Passage provided:
- - -

The set list: Still In The Woodwork, Walls Come Down, The Flatstone, Bottle Drips Dry, Big Slam, Jaw Clamp Sunshine, Lynch Pin, Pawn Walk, Rose High, The Hub, Breaking Strain, Deeper Blue, Crowbar, Curfew, Unstable, Stop, Momentum, Old Style Drop Down, No Time For Talk, Burn Down That Village, Low Commotion.
Wednesday morning downstairs in Virgin Records on Sheffield High Street. The shop is open but no customers have yet made their way down to the albums department which dominates the basement. Lloyd Cole and his Commotions’ ‘Rattlesnakes’ is playing on the chunky new, front-loading compact disc player, which looks like a baby tumble-dryer. Hot mugs of tea and coffee are yet to be cleared from the shop counter as store manager Dave, his first lieutenant Haze, band-mate Paul (who recently joined the in-store team here) and myself conduct a post-mortem on last night's final gig by our band The Box.
Dave, who’s a massive Bruce Springsteen fan and, as usual, is wearing his trademark black Stetson indoors, couldn’t be more positive: “I really enjoyed it. I can’t believe you are packing it in.” Haze, who looks like a tie-dye Mr. Micawber, and I suspect has built a shrine to Jethro Tull at home, nods along enthusiastically and asks, “Yeah, why are you packing it in?" Paul and I look at each other ruefully, and I think to myself: Well, we’ve finally cracked it with the US rock and prog fans. What a pity we couldn’t convert more NME readers…
My reveries are broken by our first customer of the day, a bus-driver who’s a regular, buying the new Foreigner album. That’ll be £4.49, please.
- The bottle drips dry
A final prayer before playing: “Mother Rhythm, step forward and grant me, for one last time, the ebb and flow and the give and go. To be the constant anchor but also the chain that yields to the currents of my fellow players. Let me play in time and with time itself, to somehow suspend this moment so that it might stay with me forever.”

- - -

Dataset:
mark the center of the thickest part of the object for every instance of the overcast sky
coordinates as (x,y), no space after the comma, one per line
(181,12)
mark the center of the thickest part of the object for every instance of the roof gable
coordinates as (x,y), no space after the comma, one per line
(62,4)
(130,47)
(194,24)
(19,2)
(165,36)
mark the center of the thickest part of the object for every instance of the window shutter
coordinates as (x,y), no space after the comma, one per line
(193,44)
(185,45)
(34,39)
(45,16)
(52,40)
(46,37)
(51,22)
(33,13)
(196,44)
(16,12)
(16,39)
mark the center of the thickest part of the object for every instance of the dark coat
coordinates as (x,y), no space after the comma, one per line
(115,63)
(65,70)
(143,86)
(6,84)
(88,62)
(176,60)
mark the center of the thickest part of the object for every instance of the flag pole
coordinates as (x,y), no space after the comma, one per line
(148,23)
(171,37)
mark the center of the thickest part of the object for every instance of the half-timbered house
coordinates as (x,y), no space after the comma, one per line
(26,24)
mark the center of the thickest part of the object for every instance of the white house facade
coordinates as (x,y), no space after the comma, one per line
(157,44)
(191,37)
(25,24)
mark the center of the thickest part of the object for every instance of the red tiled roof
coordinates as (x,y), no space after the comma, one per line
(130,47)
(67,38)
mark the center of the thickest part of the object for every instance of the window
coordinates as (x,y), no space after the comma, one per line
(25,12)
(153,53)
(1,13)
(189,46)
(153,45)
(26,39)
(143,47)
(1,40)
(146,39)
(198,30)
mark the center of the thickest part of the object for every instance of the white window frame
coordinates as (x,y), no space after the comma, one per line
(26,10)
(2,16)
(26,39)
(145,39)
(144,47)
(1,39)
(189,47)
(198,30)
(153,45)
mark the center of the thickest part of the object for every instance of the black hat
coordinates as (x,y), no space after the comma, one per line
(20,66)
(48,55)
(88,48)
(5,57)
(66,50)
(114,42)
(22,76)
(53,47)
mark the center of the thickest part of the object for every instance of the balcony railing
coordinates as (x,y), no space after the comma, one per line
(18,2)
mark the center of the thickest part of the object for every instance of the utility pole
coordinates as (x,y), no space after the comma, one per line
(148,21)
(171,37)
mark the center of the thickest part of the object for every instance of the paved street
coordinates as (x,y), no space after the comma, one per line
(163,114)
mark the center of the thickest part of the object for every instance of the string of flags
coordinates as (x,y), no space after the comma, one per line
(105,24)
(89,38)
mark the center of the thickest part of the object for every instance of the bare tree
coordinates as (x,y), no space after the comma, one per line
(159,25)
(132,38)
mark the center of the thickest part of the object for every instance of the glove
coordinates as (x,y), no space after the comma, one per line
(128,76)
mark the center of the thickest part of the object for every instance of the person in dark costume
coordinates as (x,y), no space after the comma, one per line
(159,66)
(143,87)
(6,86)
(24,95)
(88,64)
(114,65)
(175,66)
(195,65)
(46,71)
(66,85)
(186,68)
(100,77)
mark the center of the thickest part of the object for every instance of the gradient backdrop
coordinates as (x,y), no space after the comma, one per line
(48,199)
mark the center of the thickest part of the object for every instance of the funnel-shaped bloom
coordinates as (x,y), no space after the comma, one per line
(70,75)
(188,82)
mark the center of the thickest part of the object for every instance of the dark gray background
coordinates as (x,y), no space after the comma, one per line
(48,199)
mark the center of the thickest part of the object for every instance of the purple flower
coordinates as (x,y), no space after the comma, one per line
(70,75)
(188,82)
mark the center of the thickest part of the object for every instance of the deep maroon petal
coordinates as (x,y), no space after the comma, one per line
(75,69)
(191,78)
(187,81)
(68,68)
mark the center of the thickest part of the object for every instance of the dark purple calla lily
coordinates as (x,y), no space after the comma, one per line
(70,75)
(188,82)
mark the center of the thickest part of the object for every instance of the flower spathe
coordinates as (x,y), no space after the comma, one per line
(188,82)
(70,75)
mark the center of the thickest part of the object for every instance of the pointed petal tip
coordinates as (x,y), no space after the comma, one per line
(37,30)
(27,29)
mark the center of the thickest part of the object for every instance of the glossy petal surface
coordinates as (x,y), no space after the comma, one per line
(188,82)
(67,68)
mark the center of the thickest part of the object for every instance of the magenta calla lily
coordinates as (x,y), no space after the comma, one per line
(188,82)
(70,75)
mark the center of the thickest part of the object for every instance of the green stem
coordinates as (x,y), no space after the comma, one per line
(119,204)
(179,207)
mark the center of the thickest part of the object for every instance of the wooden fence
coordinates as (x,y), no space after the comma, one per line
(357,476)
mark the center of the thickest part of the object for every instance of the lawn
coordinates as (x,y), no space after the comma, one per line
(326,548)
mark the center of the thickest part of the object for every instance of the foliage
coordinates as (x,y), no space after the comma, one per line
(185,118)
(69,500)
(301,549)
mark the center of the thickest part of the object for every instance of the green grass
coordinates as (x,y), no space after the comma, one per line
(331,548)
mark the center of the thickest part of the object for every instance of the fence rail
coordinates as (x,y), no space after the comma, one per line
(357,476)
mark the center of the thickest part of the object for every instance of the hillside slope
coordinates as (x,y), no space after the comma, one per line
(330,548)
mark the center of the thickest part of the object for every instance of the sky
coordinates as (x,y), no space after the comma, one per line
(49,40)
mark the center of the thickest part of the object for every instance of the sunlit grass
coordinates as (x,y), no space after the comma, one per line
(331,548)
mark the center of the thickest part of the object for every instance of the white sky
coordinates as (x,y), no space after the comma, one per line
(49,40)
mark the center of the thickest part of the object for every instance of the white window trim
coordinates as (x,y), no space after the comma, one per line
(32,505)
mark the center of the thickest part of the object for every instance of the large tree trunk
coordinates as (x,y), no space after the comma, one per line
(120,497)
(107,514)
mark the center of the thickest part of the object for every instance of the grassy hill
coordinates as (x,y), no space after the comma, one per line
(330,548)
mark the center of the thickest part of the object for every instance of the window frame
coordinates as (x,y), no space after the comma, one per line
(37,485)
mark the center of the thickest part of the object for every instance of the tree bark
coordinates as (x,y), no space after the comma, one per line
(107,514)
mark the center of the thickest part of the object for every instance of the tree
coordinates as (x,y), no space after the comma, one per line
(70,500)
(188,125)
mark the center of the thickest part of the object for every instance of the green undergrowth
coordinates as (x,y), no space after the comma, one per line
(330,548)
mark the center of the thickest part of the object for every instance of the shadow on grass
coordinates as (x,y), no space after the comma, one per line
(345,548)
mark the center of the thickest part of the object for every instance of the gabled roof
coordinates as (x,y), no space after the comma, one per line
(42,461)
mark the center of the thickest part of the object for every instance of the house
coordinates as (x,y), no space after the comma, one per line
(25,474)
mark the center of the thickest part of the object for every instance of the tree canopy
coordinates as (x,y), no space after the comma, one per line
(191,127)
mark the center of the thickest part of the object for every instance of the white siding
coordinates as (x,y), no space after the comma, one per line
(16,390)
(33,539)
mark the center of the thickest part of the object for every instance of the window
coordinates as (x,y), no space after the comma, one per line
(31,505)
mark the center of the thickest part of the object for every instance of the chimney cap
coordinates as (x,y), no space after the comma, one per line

- - -

What the task requires: Resume the account of The Box's farewell gig above, picking up right after its final line.

Answer to the problem:
We’ve been tasting the tannins for a while. Two recent London gigs, at the Camden Palace in September and King’s College in October, told us that things were not going to plan. At the first gig, nominally a launch show for our new album, the famous Camden Palace more closely resembled the ransacked Winter Palace of St. Petersburg - cold and haunted and nobody there aside from a handful of hardcore Box Bolsheviks. You could have wintered a herd of yak on the dance floor and still had room for a bop. Last summer we were pulling a big crowd at The Ace in Brixton, where have that lot gone?
At King’s College we found ourselves on the bill with a bunch of miscreants and ne’er do wells called Flesh For Lulu, Lou Reed fans who’d spent too much time with their girlfriends’ hair crimpers and eyeliner. We’ve played with Goth bands before – Play Dead, Xmal Deutschland, Red Lorry Yellow Lorry – and the fans of these bands do not like The Box. They do like Nick Cave, but we appear to be The Birthday Party that no-one wants to go to.

- (Great moments in) Big Slam
The title track from our second album. I love playing this one live. It’s slow and spacious, unlike most of our other songs, which rattle along at full pelt for 300 seconds and then stop abruptly. There’s a bit in the middle of ‘Big Slam’ where it’s just me drumming and Pete singing and I say to myself: Don’t cock it up here, Rog, you’ll feel more exposed than a scab at Maltby Main pit.
The album release had been delayed due to the NME strike, which lasted for eight weeks in the summer of 1984. Our label boss Andy MacDonald had done a brilliant job of promoting our debut releases in 1983, especially given that Go! Discs was basically just Andy and his sister Alison. Also vital to the success of the campaign had been the support of the NME. The magazine was selling upwards of 200,000 copies every week, and the consensus was we should wait until it was back on the streets. The reward for our patience? An so-so 7/10 review with a photograph. Strategically speaking, not exactly a big slam, more of a minor incursion.

- Pawn Walk
We’re about a third of the way into our set now and we’re playing well. The gig is being recorded for a future live release and Pete, Paul, Charlie and Terry are all firing with passion and precision. I think it’s the biggest crowd we’ve ever pulled at The Leadmill, and the audience is warming up nicely. It’s amazing how many fans we seem to suddenly have now we’ve said we’re closing The Box for good.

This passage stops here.